• Required work:
Copy the entries below, from the line containing "In this exercise you will indicate the black" through the end of the entries, swapping "dot" for "point" and leaving everything else unchanged.

• Task input:
::::::::

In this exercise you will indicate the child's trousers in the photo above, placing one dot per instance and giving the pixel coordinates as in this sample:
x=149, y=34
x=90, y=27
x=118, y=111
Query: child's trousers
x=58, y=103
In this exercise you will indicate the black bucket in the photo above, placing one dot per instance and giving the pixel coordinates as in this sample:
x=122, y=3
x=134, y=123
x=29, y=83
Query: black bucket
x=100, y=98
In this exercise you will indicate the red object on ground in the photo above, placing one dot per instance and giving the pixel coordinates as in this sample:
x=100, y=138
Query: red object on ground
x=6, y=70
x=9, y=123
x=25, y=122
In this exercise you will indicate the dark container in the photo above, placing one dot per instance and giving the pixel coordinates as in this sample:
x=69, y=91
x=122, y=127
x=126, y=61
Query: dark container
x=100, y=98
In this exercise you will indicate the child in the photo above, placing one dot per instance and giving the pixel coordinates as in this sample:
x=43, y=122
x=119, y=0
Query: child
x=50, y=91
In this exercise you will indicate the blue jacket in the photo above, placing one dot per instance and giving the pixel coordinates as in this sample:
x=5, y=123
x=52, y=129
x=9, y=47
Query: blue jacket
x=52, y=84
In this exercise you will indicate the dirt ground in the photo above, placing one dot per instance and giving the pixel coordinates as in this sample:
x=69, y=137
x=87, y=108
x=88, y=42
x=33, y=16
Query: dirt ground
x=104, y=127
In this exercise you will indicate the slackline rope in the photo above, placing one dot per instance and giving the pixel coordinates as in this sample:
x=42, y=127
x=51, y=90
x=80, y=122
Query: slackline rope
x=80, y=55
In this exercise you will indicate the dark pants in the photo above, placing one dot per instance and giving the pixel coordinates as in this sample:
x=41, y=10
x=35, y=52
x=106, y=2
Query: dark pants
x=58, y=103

::::::::

• Correct response:
In this exercise you will indicate the black bucket in the photo above, placing one point per instance and giving the pixel coordinates as in this sample:
x=122, y=3
x=134, y=123
x=29, y=83
Query: black bucket
x=100, y=98
In this exercise you will indicate the red object on ground in the photo above, placing one point per instance and giving the pixel coordinates as in this sample:
x=100, y=138
Query: red object on ground
x=6, y=70
x=9, y=123
x=25, y=122
In this exercise you will indicate the dark container in the photo above, placing one point per instance and giving the pixel coordinates as in this sample:
x=69, y=91
x=122, y=127
x=126, y=61
Query: dark container
x=100, y=98
In this exercise you will indicate the child in the photo above, placing one point per instance and giving the pixel coordinates as in this sample:
x=43, y=122
x=119, y=0
Query: child
x=50, y=91
In this exercise you will indicate the blue jacket in the photo above, placing one point per instance and giving the pixel coordinates as in this sample:
x=5, y=123
x=52, y=129
x=9, y=47
Query: blue jacket
x=52, y=84
In this exercise you will indicate the dirt ground in the photo above, placing one point per instance and giving the pixel coordinates as in this sample:
x=69, y=137
x=87, y=108
x=88, y=42
x=33, y=16
Query: dirt ground
x=104, y=127
In this exercise you will indicate the slackline rope in the photo above, placing one point per instance and giving the pixel coordinates as in this sample:
x=42, y=127
x=51, y=90
x=80, y=122
Query: slackline rope
x=80, y=55
In this exercise you will indicate the dark pants in the photo above, placing one point per instance and giving the pixel coordinates as in this sample:
x=41, y=10
x=35, y=52
x=106, y=2
Query: dark pants
x=58, y=103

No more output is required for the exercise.